**Exercise instructions:**
Output every line of the material exactly, omitting images.

━━━━━ Material to process

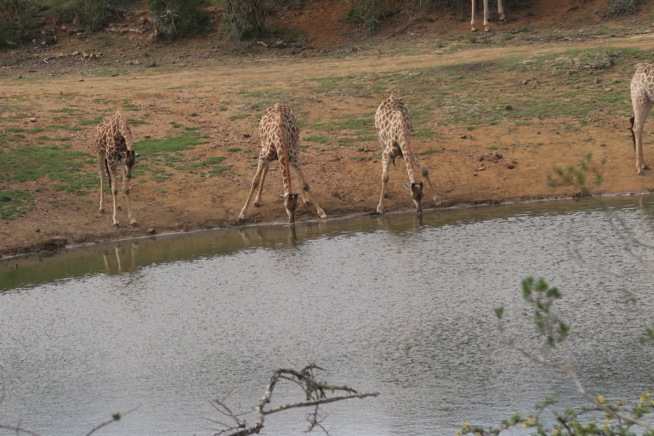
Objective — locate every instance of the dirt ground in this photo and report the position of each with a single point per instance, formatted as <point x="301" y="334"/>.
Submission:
<point x="193" y="81"/>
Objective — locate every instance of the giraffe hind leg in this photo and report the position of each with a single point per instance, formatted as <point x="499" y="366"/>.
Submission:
<point x="307" y="196"/>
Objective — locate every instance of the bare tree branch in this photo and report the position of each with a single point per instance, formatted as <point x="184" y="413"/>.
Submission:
<point x="315" y="393"/>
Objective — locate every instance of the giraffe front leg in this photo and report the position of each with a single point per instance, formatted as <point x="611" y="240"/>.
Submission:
<point x="472" y="21"/>
<point x="425" y="174"/>
<point x="385" y="163"/>
<point x="114" y="194"/>
<point x="255" y="184"/>
<point x="257" y="199"/>
<point x="306" y="191"/>
<point x="132" y="218"/>
<point x="101" y="174"/>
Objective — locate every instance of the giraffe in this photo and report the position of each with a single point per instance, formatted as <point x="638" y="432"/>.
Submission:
<point x="642" y="100"/>
<point x="113" y="144"/>
<point x="393" y="124"/>
<point x="280" y="134"/>
<point x="500" y="10"/>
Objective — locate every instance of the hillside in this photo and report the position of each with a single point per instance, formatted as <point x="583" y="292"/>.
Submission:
<point x="543" y="90"/>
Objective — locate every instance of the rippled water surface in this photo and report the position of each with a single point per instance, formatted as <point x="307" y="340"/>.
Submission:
<point x="399" y="305"/>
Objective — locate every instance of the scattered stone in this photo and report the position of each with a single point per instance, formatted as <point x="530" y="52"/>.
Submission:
<point x="491" y="157"/>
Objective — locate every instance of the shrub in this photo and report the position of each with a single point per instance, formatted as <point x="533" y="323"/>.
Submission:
<point x="17" y="20"/>
<point x="247" y="18"/>
<point x="622" y="7"/>
<point x="368" y="12"/>
<point x="91" y="13"/>
<point x="174" y="18"/>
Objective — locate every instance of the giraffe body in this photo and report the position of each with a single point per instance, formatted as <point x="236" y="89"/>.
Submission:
<point x="642" y="100"/>
<point x="500" y="11"/>
<point x="113" y="145"/>
<point x="393" y="123"/>
<point x="280" y="134"/>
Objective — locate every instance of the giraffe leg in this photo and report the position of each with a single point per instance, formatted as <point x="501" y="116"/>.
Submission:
<point x="114" y="194"/>
<point x="486" y="28"/>
<point x="425" y="174"/>
<point x="472" y="22"/>
<point x="306" y="191"/>
<point x="101" y="171"/>
<point x="263" y="163"/>
<point x="132" y="218"/>
<point x="257" y="199"/>
<point x="386" y="161"/>
<point x="641" y="109"/>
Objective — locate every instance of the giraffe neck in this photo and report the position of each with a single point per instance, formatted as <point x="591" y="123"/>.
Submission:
<point x="284" y="158"/>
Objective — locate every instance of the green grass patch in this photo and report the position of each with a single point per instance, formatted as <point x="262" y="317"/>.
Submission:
<point x="66" y="168"/>
<point x="15" y="204"/>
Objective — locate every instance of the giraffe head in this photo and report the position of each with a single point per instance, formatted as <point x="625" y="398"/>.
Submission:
<point x="290" y="203"/>
<point x="129" y="159"/>
<point x="416" y="195"/>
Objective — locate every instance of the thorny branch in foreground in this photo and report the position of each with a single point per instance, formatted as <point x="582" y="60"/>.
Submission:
<point x="541" y="297"/>
<point x="316" y="394"/>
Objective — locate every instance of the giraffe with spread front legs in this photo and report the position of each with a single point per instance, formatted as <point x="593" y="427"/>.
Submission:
<point x="642" y="100"/>
<point x="113" y="145"/>
<point x="393" y="123"/>
<point x="500" y="11"/>
<point x="280" y="134"/>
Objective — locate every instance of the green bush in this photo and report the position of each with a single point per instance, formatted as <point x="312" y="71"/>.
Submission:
<point x="174" y="18"/>
<point x="247" y="18"/>
<point x="17" y="21"/>
<point x="368" y="12"/>
<point x="91" y="13"/>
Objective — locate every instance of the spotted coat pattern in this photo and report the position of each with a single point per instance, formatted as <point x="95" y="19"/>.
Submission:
<point x="393" y="123"/>
<point x="642" y="100"/>
<point x="280" y="134"/>
<point x="113" y="146"/>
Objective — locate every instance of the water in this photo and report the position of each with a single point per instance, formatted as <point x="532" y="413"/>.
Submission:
<point x="400" y="305"/>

━━━━━━━━━━

**In response:**
Objective — locate every instance of the dirt ground in this photo and report the position of each with a single point per instance, formatted as <point x="301" y="334"/>.
Submission:
<point x="193" y="81"/>
Objective — locate every instance of the giraffe hind leg in this photo and report the position of each with a single point per instance, formatted as <point x="499" y="366"/>.
Submission:
<point x="307" y="196"/>
Objective — locate every instance of the bare tree branch in this photo and report the position of each with a single point per instance, formatted as <point x="184" y="413"/>.
Submission:
<point x="315" y="393"/>
Objective — locate every instance of the giraffe front leg in this photo and report the position of each with a single point per instance, formatted as <point x="611" y="240"/>.
Submission:
<point x="472" y="21"/>
<point x="425" y="174"/>
<point x="385" y="163"/>
<point x="114" y="194"/>
<point x="255" y="184"/>
<point x="257" y="199"/>
<point x="306" y="191"/>
<point x="132" y="218"/>
<point x="101" y="174"/>
Objective — locate every instance of the giraffe in this photo and report the position of each with a single point per instance, formatted as <point x="638" y="432"/>.
Submission:
<point x="642" y="100"/>
<point x="113" y="144"/>
<point x="393" y="124"/>
<point x="280" y="134"/>
<point x="500" y="10"/>
Objective — locate every instance of the hillside in this photo and report the position of each with a single point per instance, formatted as <point x="583" y="292"/>.
Submission:
<point x="543" y="90"/>
Objective — locate every instance of the rippled water surface in this photo and report the position of each with a single point per instance, formatted as <point x="307" y="340"/>.
Submission:
<point x="399" y="305"/>
Objective — locate every instance of the scattered stone in this photo and report the position of each with a single point per instance, formatted as <point x="530" y="52"/>.
Submission:
<point x="491" y="157"/>
Objective — locate every instance of the shrub in this photo and report the position of each with a single point per instance, formatted as <point x="533" y="323"/>.
Submission:
<point x="17" y="20"/>
<point x="247" y="18"/>
<point x="622" y="7"/>
<point x="368" y="12"/>
<point x="91" y="13"/>
<point x="174" y="18"/>
Objective — locate every instance of the giraffe body in this photo and report the position of each with a single point per instance, formatted as <point x="236" y="89"/>.
Submission:
<point x="642" y="100"/>
<point x="500" y="11"/>
<point x="113" y="145"/>
<point x="393" y="123"/>
<point x="280" y="134"/>
Objective — locate every instance of the giraffe leg in this photo and report the position of each with a single point per instance, formatted as <point x="501" y="116"/>.
Submission:
<point x="114" y="194"/>
<point x="486" y="28"/>
<point x="425" y="174"/>
<point x="472" y="22"/>
<point x="306" y="191"/>
<point x="101" y="171"/>
<point x="263" y="163"/>
<point x="132" y="218"/>
<point x="257" y="199"/>
<point x="386" y="161"/>
<point x="641" y="109"/>
Objective — locate every instance of the giraffe neck in this photo and report the position of each with a single point per instance, formatted as <point x="591" y="123"/>.
Submission:
<point x="284" y="158"/>
Objective — locate every instance of the green grass patch in this photo and report the position of each with a single point per instance, formatted as <point x="262" y="317"/>.
Submission:
<point x="66" y="168"/>
<point x="15" y="204"/>
Objective — locate every instance of the giraffe head in this photo and report the position of each with a single point per instance, formatted as <point x="625" y="398"/>.
Submission:
<point x="290" y="203"/>
<point x="129" y="159"/>
<point x="416" y="195"/>
Objective — locate every instance of the thorny branch in foreground in this photo and report the position of each with a single point per instance, formatted as <point x="582" y="60"/>.
Submission:
<point x="541" y="297"/>
<point x="316" y="394"/>
Objective — locate every instance of the giraffe with spread front legs in this photo and report the position of each with a single point per instance, formatted as <point x="593" y="427"/>.
Submission:
<point x="642" y="100"/>
<point x="113" y="145"/>
<point x="393" y="123"/>
<point x="500" y="11"/>
<point x="280" y="134"/>
Objective — locate every instance of the green bush in this photo and report the position of each with a single point per instance, formatted as <point x="312" y="71"/>.
Submission:
<point x="174" y="18"/>
<point x="247" y="18"/>
<point x="17" y="21"/>
<point x="368" y="12"/>
<point x="91" y="13"/>
Objective — locate every instance of the spotted coat pattern in this photo and report the position of each with a single point per instance, formatted as <point x="95" y="19"/>.
Submission:
<point x="393" y="123"/>
<point x="642" y="100"/>
<point x="280" y="134"/>
<point x="113" y="146"/>
Objective — locate every instance of the water in this photo and report the position of each with a single point per instance, formatted as <point x="532" y="413"/>.
Submission:
<point x="400" y="305"/>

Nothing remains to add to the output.